**Text under study**
********

Letters To The Editor

GOVERNMENT AND POLITICS

Drugs for seniors not only issue

Every senior will get prescription drugs? Am I missing something here? The most powerful leader in the world might be elected because he promises to give prescription drugs to anyone who can prove senior citizen status.

I don’t dispute the importance of medication for many of our citizens. I’m sure I already help pay into federal programs which help the needy. The way I understand Vice President Al Gore’s program is that any senior can get drugs. There must be a limit to how much we are going to pile on our children.

Another key issue is Social Security. If ever there was a failed program, this is it. The forecast is incredibly bleak for it. An average person of 65 has paid $161,300 into this system. They will take out $255,000. A person of 45 will pay in $222,000 and take out $254,000. My 1-year-old will pay in $474,000 and take out only $277,000. If that 1-year-old could invest his money in the free market it would be worth $1,435,000.

Our young people are going to be swamped in debt. To add another entitlement like prescription drugs is a slap in their face - all to get a vote.

This pandering by politicians and the votes it brings shows how selfish our society has become.

Some praise Gore for being specific about his plans. I am offended by his political pandering. His truth stretching (lying) is also a red flag for me. Ted Farr Spokane

Gore’s do-nothing approach risky

This political season, Social Security and prescription drugs are top political subjects.

The latest example of these combined issues comes from a 79-year-old retired ex-United Auto Worker’s representative who has to recycle aluminum cans to feed herself because her prescription drugs cost so much. This retiree from Iowa gets two very small monthly retirement checks, $782 from Social Security and $159 from the union. She pays about $230 monthly for prescription drugs. This poor woman would be able to afford her prescription drugs if she had a good retirement plan.

********

**Data records**

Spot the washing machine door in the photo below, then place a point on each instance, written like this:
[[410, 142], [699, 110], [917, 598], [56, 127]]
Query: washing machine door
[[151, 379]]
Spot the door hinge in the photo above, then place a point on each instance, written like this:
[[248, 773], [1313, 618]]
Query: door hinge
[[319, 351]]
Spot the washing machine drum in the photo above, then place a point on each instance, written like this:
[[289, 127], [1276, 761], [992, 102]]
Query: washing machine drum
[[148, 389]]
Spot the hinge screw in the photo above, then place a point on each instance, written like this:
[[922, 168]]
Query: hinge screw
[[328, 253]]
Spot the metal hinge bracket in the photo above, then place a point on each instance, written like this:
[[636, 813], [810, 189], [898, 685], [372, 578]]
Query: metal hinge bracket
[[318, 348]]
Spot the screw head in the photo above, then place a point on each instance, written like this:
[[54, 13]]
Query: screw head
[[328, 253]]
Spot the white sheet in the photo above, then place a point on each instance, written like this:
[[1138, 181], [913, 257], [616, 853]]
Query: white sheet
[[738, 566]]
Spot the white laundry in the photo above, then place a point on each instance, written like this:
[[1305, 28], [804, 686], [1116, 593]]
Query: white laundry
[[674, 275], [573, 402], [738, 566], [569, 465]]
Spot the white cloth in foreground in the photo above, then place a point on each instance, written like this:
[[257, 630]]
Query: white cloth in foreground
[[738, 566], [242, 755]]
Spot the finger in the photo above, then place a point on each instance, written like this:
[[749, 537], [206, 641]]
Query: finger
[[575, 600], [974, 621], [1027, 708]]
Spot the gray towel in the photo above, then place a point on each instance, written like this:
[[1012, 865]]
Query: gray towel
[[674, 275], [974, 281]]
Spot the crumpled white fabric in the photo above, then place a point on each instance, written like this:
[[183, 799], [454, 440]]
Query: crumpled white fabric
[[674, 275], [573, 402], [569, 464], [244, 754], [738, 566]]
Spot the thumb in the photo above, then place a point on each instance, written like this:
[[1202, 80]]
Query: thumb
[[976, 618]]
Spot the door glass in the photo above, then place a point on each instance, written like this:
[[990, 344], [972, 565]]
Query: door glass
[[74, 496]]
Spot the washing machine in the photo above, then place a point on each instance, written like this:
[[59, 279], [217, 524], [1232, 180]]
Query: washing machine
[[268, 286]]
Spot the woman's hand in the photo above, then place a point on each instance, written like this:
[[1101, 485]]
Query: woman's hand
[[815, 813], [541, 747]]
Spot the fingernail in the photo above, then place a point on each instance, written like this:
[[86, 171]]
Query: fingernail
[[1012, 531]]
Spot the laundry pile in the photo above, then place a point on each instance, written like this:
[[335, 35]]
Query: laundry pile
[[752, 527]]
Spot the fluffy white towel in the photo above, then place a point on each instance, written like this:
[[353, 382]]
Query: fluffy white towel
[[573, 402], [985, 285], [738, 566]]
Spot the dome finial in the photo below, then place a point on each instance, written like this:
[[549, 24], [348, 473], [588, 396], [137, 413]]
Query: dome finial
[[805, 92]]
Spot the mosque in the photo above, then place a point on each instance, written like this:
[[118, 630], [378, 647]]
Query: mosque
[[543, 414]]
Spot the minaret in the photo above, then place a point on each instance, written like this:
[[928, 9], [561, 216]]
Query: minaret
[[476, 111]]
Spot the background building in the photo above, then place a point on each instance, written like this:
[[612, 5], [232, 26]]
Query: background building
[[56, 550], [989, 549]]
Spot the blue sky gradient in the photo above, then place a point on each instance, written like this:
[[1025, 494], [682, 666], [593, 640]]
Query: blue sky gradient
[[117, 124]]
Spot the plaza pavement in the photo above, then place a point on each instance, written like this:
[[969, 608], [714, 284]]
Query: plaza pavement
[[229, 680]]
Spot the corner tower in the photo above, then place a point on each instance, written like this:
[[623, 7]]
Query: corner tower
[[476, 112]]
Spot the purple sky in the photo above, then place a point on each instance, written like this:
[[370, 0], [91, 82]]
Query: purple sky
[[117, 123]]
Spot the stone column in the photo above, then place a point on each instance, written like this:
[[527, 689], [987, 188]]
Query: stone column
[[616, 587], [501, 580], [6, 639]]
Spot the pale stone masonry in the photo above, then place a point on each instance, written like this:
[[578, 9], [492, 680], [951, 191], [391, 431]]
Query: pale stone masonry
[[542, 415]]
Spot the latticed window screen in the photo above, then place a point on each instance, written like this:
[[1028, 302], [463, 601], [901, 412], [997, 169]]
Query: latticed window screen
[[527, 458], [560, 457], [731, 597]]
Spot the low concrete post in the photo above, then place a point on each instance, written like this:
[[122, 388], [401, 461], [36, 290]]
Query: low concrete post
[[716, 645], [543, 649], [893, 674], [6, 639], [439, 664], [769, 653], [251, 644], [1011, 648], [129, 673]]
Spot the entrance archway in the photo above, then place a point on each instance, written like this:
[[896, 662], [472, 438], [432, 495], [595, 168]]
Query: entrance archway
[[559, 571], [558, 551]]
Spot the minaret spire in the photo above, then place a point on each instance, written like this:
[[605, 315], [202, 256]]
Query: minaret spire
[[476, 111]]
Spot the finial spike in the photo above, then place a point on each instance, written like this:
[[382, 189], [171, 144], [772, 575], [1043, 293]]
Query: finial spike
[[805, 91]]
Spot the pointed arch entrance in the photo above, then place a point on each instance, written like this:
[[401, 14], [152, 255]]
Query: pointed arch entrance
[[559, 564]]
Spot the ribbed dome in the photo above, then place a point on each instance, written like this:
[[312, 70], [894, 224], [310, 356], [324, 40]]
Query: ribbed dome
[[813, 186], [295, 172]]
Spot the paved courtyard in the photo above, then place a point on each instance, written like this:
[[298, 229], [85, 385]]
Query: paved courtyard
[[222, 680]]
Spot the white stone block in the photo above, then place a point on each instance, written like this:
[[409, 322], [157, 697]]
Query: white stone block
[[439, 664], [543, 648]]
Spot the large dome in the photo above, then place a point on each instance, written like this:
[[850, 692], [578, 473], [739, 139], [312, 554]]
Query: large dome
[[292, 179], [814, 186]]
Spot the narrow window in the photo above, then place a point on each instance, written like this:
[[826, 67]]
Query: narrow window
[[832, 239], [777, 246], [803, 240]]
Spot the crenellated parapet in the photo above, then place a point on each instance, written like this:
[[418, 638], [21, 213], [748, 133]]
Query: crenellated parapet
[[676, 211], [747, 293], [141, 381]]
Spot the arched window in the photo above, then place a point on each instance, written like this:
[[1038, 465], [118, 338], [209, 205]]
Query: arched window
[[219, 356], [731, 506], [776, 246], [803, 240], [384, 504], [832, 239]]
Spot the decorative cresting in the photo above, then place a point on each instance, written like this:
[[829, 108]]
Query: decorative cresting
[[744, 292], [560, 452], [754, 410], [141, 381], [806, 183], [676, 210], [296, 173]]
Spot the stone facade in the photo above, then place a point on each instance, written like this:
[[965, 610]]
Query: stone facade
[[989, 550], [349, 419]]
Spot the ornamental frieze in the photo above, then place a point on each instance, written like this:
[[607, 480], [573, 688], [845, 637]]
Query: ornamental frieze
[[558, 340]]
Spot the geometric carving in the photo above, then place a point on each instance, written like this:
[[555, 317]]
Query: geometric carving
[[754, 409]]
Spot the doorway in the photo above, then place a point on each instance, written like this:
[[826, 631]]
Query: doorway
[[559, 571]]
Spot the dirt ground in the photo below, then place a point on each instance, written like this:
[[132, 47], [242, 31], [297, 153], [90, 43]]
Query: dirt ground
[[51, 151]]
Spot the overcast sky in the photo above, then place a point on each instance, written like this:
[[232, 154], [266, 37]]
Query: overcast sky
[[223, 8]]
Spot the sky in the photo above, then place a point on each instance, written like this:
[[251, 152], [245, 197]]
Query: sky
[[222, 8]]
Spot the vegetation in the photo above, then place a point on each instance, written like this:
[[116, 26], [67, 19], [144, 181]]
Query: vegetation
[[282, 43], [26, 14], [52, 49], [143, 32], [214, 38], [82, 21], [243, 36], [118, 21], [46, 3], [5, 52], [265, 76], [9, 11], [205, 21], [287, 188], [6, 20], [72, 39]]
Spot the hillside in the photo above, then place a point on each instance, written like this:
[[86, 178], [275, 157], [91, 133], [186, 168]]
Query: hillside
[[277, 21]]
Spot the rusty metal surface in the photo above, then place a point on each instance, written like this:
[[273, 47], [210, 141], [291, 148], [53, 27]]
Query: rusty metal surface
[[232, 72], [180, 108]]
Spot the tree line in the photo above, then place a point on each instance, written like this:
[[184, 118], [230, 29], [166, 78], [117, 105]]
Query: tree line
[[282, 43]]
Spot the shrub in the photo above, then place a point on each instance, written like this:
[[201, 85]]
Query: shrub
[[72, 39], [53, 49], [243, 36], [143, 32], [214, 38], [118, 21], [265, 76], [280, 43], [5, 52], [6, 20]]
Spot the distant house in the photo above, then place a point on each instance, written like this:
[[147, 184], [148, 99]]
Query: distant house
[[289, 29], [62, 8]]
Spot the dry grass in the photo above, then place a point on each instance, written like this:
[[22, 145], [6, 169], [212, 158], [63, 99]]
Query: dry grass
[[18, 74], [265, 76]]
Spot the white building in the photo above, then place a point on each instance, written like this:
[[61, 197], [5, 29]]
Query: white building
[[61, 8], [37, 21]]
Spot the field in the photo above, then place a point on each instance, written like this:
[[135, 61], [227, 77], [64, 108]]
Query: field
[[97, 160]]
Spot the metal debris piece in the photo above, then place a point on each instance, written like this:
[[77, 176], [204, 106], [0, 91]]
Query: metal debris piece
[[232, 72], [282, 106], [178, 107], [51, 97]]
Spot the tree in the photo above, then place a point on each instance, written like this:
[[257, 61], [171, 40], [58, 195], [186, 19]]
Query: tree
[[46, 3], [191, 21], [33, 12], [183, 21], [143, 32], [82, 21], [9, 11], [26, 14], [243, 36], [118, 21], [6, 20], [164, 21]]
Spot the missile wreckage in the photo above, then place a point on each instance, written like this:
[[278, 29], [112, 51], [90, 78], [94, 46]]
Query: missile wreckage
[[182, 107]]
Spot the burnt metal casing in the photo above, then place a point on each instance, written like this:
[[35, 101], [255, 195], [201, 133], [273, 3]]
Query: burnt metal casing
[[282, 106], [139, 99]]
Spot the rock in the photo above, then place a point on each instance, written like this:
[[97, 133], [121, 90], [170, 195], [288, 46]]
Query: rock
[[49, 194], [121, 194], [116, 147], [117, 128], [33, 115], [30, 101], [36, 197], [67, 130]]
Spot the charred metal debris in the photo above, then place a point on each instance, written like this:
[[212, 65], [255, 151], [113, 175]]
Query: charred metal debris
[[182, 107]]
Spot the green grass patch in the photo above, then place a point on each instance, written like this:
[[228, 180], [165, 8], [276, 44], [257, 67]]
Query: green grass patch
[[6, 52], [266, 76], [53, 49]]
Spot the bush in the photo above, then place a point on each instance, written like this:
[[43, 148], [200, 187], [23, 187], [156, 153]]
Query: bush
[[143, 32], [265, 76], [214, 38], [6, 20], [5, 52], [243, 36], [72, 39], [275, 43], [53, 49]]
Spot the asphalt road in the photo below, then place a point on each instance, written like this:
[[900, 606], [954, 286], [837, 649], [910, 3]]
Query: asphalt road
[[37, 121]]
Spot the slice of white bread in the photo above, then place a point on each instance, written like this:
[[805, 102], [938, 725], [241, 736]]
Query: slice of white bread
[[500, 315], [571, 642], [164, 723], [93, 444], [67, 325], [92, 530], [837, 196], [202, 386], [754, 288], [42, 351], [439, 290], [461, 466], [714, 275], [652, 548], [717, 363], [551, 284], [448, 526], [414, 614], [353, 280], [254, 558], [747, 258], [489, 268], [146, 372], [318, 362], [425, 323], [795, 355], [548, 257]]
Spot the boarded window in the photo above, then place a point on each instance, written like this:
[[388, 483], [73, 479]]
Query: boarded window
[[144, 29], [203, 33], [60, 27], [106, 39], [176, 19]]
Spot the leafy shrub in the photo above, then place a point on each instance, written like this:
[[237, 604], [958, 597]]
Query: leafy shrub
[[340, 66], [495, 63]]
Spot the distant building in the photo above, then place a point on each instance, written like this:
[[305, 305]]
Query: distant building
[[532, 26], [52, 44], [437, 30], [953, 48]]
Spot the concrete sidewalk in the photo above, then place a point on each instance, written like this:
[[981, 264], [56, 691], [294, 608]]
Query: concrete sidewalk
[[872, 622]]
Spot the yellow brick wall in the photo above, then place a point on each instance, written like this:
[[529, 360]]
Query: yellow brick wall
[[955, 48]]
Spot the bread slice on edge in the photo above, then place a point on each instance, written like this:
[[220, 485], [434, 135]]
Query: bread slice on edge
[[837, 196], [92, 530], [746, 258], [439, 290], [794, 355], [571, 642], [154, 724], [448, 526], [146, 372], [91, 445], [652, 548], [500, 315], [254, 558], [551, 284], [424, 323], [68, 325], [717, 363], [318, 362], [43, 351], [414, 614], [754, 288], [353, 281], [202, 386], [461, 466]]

********

**Action item**
For each statement, say whether it agrees with the letters to the editor. Answer yes or no and quote the deciding words of the letters to the editor. (a) A 65-year-old has paid $161,300 into Social Security on average. (b) The Iowa retiree receives $782 a month from the union. (c) The writer of the first letter disputes the importance of medication. The items play no part in this work.

**Written response**
(a) Yes: "An average person of 65 has paid $161,300 into this system."
(b) No: "$782 from Social Security and $159 from the union."
(c) No: "I don’t dispute the importance of medication for many of our citizens."